___ Text excerpt ___
Rowan Oak | |
Rowan Oak | |
![]() Interactive map showing the location of Rowan Oak | |
Location | Old Taylor Road, Oxford, Mississippi |
---|---|
Coordinates | 34°21′35″N89°31′29″W / 34.3598°N 89.5247°W |
Built | 1844 |
Architect | Col. Robert Sheegog |
Architectural style | Greek Revival |
NRHP reference No. | 68000028 |
USMS No. | 071-OXF-0502-NHL-ML |
Significant dates | |
Added to NRHP | May 23, 1968 [1] |
Designated NHL | May 23, 1968 [2] |
Designated USMS | January 15, 1986 [3] |
Rowan Oak was the home of author William Faulkner in Oxford, Mississippi. It is a primitive Greek Revival house originally built in 1844 for Robert B Sheegog, an Irish immigrant enslaver from Tennessee. Faulkner purchased the house when it was in disrepair in 1930, and resided there until his death in 1962. The home has been owned and operated by the University of Mississippi since 1972, and is open to the public year-round. House Admission is $5.00 each cash only. Free admission to children under 12 and University of Mississippi students, faculty, and staff.
The house was originally built in 1844 and sits on four landscaped acres, surrounded by 29 acres of woods known as Bailey Woods. The original owners, The Sheegogs, lived in the home from 1844 to 1872. The home originally was designed with an L-shaped layout with a 450 square foot center hall connecting a parlor and dining room on one side with a library on the other. A quarter-turn stair led to the second floor and its three bedrooms. [4] Several features from the antebellum era remain on the property including the alley of Eastern Red Cedar trees that line the driveway and front entrance. During that time, it was believed that cedar trees purified the air of the yellow fever virus. There also remains a Concentric Circle Garden, Post Oak Barn, and Slave Dwelling on the property. [5]
In 1872, the Bailey family purchased the home and resided there until 1923. Around the turn of the century, Julia Bailey added an indoor kitchen and pantry, enclosed a dogtrot hallway in the servants' area, a front porch, and a bathroom. [4]
The property had been unoccupied for seven years before William Faulkner purchased it in 1930. In 1931, he renamed it "Rowan Oak" after two trees: the rowan tree of Scotland for peace and security, and the live oak for strength and solitude. Neither of those trees can be found on the property, and there is no such tree species known as a "rowan oak". Soon thereafter, he settle with his wife, Estelle, and her two children from a previous marriage, Malcolm and Victoria. Within a few years their daughter, Jill was born. Rowan Oak served as the Faulkner family home until William Faulkner's death in 1962.
___ Supplied records ___
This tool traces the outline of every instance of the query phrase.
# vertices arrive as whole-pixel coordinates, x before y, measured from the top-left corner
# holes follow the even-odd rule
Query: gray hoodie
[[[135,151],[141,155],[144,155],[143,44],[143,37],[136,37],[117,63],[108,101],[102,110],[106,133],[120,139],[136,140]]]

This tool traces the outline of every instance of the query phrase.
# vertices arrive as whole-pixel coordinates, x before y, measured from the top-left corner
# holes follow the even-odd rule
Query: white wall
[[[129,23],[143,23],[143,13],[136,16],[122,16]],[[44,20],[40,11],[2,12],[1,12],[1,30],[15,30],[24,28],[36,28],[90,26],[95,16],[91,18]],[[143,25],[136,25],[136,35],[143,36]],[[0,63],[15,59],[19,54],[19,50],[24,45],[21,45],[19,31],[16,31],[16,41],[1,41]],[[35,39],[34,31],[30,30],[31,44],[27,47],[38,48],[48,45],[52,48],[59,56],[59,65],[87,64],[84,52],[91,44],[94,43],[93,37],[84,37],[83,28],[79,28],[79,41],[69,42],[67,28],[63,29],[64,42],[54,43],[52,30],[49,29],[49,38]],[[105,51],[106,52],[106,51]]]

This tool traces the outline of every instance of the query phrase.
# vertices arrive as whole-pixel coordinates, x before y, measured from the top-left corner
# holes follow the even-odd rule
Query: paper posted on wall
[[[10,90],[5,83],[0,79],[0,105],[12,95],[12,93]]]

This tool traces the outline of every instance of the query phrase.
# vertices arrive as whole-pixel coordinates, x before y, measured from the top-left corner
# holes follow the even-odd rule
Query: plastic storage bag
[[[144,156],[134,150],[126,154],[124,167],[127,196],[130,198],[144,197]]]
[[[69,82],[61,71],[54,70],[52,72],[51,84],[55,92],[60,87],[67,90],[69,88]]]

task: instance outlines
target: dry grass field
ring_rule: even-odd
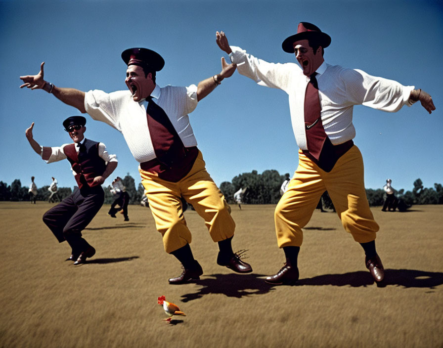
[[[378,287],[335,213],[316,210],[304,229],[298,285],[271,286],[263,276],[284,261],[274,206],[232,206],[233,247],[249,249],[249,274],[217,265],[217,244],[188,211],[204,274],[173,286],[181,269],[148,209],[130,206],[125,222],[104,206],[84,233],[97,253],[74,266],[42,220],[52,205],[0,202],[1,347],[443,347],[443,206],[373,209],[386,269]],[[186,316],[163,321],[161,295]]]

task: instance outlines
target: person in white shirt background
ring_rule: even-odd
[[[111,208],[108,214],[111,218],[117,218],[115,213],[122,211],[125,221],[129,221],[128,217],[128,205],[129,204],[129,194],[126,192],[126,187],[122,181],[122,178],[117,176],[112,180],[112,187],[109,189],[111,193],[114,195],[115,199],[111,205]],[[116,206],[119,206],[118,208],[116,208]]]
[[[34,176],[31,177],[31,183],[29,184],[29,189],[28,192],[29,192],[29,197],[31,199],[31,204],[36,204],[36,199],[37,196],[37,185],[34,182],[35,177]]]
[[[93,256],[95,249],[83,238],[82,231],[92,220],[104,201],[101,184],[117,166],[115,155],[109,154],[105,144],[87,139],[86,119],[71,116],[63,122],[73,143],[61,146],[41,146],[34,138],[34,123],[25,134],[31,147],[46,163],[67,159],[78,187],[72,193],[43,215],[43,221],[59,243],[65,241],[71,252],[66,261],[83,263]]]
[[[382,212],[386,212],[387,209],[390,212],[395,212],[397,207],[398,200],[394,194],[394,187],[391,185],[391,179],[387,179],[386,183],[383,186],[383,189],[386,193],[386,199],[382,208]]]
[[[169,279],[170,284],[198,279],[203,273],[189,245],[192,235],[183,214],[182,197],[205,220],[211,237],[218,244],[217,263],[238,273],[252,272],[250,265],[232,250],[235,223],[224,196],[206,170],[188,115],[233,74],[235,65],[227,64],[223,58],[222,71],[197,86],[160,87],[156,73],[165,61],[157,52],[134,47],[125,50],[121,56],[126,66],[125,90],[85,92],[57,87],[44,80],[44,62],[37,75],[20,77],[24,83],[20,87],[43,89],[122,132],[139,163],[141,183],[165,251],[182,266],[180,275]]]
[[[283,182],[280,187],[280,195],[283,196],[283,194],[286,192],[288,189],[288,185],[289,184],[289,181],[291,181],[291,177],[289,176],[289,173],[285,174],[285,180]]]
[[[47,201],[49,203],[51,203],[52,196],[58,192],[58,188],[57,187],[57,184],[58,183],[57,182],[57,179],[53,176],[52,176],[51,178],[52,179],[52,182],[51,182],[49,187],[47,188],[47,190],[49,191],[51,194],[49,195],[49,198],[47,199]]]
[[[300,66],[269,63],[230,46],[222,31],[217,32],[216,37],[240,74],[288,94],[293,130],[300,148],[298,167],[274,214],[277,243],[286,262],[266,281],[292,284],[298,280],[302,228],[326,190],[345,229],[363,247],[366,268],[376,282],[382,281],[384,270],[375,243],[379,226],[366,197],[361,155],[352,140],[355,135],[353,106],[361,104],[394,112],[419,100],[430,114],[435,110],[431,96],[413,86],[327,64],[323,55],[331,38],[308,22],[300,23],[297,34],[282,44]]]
___
___ Supplied records ___
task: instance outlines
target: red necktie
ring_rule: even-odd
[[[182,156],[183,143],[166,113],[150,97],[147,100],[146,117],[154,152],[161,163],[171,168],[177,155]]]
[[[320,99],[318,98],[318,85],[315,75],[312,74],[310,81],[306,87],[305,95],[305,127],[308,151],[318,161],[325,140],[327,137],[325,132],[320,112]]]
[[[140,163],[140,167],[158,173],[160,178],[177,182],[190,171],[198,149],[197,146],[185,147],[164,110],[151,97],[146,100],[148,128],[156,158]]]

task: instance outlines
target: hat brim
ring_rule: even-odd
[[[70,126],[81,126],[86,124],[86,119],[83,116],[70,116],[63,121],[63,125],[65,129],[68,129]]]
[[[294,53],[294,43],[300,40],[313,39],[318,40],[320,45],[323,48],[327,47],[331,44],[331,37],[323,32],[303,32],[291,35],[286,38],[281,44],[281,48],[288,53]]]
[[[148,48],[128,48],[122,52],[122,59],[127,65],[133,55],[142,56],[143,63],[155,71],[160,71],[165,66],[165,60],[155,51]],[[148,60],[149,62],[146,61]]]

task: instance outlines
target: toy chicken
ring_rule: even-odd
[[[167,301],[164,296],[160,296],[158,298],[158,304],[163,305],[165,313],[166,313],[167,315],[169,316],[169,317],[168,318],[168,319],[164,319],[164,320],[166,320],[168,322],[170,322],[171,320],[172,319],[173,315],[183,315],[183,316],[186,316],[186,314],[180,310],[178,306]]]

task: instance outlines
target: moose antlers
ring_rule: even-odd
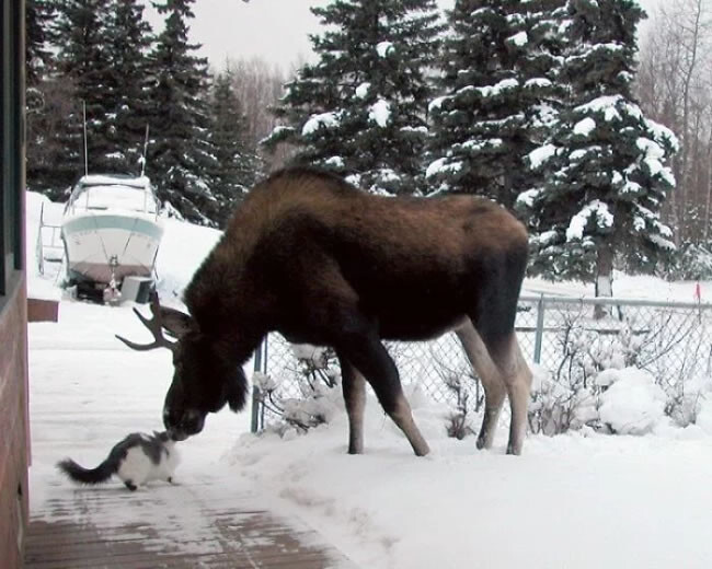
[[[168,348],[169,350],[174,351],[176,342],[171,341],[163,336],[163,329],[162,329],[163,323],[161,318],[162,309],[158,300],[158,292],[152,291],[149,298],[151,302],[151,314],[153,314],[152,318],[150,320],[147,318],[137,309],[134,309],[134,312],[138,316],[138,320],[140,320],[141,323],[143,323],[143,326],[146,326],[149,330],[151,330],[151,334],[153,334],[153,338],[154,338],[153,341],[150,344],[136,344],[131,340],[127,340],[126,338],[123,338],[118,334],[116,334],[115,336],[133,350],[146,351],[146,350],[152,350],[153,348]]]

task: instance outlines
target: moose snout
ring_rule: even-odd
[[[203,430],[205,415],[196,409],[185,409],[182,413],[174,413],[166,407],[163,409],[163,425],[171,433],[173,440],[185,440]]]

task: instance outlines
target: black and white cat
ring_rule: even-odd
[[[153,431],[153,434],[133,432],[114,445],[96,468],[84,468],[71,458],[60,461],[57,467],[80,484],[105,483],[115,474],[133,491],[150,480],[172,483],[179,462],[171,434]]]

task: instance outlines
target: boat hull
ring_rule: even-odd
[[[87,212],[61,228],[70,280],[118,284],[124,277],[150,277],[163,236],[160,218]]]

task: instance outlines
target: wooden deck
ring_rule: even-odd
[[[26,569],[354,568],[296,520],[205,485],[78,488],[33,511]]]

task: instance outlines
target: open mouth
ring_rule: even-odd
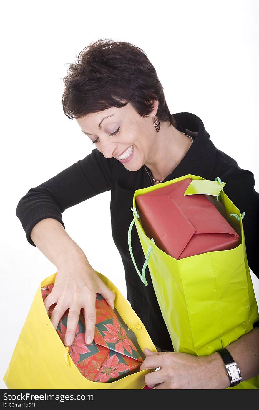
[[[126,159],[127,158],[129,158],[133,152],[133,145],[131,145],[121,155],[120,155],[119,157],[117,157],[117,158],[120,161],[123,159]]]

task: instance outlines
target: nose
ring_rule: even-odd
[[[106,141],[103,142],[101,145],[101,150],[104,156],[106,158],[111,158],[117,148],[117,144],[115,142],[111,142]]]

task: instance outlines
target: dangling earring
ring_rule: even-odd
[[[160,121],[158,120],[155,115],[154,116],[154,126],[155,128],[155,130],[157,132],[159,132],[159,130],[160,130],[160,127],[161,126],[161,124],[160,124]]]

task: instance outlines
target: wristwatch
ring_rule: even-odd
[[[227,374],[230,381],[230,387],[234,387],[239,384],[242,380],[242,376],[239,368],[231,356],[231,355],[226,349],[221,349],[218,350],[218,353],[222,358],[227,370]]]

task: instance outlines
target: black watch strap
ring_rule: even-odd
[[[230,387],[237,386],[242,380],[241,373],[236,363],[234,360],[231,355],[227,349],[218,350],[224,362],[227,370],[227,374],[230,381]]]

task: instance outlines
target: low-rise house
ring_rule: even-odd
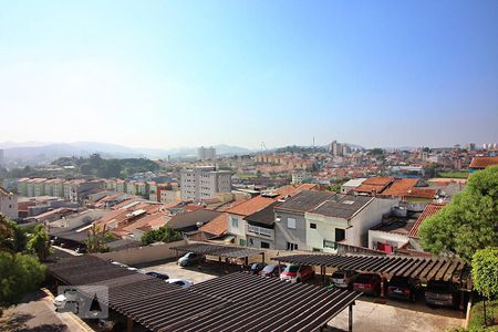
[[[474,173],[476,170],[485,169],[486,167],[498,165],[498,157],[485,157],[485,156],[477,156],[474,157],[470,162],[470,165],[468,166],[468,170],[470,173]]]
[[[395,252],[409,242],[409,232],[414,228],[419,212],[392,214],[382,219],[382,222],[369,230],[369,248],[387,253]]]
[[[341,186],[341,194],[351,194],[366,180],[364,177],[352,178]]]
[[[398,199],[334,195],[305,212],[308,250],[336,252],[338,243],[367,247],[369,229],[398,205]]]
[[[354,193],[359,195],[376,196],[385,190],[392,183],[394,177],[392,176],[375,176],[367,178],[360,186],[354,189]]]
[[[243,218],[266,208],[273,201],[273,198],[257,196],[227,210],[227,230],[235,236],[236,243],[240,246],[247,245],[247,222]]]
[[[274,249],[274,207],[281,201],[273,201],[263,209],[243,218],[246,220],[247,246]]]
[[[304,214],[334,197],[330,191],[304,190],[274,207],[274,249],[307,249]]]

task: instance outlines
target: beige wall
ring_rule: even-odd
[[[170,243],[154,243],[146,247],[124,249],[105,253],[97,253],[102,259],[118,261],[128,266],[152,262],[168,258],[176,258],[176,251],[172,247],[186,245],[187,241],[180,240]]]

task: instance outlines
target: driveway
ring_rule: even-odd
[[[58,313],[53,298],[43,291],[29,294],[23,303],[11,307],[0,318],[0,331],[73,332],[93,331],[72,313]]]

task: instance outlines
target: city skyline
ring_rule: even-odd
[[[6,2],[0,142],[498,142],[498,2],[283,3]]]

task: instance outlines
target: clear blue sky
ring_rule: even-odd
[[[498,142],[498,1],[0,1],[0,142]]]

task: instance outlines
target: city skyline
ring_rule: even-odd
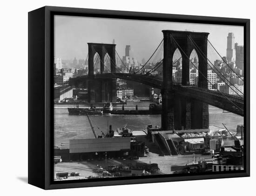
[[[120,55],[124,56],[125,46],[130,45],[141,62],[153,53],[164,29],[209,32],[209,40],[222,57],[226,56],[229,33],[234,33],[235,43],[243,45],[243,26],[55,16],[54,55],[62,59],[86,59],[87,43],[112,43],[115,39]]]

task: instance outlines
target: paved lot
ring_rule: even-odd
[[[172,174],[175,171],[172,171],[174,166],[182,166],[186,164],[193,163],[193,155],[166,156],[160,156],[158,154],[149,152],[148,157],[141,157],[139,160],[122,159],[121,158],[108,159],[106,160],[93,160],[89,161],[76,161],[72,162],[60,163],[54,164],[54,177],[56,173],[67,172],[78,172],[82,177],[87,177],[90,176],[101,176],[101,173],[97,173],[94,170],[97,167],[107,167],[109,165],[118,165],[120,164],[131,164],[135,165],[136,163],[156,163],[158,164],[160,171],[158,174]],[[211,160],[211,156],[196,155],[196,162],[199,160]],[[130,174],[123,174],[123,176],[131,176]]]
___
* [Instructions to follow]
According to the Rowan Oak text, in what year did William Faulkner purchase the house? Rely only on the Rowan Oak text for what comes next.

* [Worked solution]
1930